=== WHAT YOU SHOULD DO ===
Exactly as written, print each of the entries.

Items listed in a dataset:
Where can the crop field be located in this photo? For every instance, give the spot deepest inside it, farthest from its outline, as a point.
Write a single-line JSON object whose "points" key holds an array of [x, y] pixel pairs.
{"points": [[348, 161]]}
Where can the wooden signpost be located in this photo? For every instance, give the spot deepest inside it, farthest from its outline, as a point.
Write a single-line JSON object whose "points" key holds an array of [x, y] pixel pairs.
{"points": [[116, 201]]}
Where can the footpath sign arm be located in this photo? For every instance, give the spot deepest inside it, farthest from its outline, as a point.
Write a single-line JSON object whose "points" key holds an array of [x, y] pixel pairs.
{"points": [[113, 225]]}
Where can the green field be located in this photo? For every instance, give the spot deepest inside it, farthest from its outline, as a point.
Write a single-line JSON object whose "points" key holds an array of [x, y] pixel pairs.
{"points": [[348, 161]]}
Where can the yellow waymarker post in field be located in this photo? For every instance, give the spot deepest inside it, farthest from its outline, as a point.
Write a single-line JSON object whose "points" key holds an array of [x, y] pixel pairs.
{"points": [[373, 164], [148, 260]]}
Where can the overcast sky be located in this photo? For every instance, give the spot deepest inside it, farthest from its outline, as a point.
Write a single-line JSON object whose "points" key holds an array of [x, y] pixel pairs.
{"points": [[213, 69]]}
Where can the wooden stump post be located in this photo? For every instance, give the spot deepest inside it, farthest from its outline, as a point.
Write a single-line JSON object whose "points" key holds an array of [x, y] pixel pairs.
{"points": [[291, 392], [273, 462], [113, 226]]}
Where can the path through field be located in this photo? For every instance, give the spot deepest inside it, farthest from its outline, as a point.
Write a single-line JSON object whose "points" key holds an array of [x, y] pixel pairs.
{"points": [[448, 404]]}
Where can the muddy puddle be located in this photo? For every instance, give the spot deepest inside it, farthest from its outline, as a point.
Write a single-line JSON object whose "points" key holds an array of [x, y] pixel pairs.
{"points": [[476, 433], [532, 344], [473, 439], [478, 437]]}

=== TASK SOLUTION ===
Where can the crop field be located in this photo? For every instance, give the spot deepest inside it, farthest from its outline, as a point.
Write a single-line JSON object whose "points" key holds an array of [x, y] pixel pairs.
{"points": [[348, 161]]}
Where can the wooden signpost be located in this photo? For every instance, give the spot deepest inside it, farthest from its outline, as a point.
Write a single-line JSON object whose "points" key holds an array of [x, y] pixel pairs.
{"points": [[116, 201]]}
Where can the footpath sign arm be located in this photo? For every instance, give the spot deepest inside it, farthest from its outline, as a point.
Write a single-line JSON object whose "points" key holds an array of [x, y] pixel pairs.
{"points": [[113, 225]]}
Where can the green field be located in this photo? For every instance, give the spot deepest inside it, farthest from its outline, as a point.
Write a single-line JSON object whose "points" key holds an array of [x, y] pixel pairs.
{"points": [[348, 161]]}
Where can the yellow waymarker post in field be located in this photo? For every instance, give the spot deepest inside it, farthest from its outline, as a point.
Write a single-line JSON object whose "points" key holds an array of [x, y] pixel pairs.
{"points": [[373, 164], [148, 260]]}
Where can the overcast sky be located in this photo? For every instance, give the spot deepest inside it, farthest from its outline, as a point.
Write a single-line JSON object whose "points" key holds an array of [x, y] pixel pairs.
{"points": [[213, 69]]}
Where can the wooden stump post be located in this photo? For every instance, give the spot deepest inside it, farthest from its outline, as a point.
Write a single-line JSON object whose "points" key holds an array of [x, y] pixel pairs.
{"points": [[291, 392], [273, 462], [113, 226]]}
Where can the path through field be located in this photo? For every instance, give the spot deepest inside it, farthest from its outline, as a point.
Write a single-line JSON object whose "points" key holds an array of [x, y] pixel pairs.
{"points": [[448, 404]]}
Where can the muddy puddle be located in this photo? For every instance, give the spot deepest inside it, farthest from its outline, as a point.
Write a single-line JSON object whose "points" key holds an array of [x, y] pixel pairs.
{"points": [[476, 433], [532, 344], [473, 439], [478, 437]]}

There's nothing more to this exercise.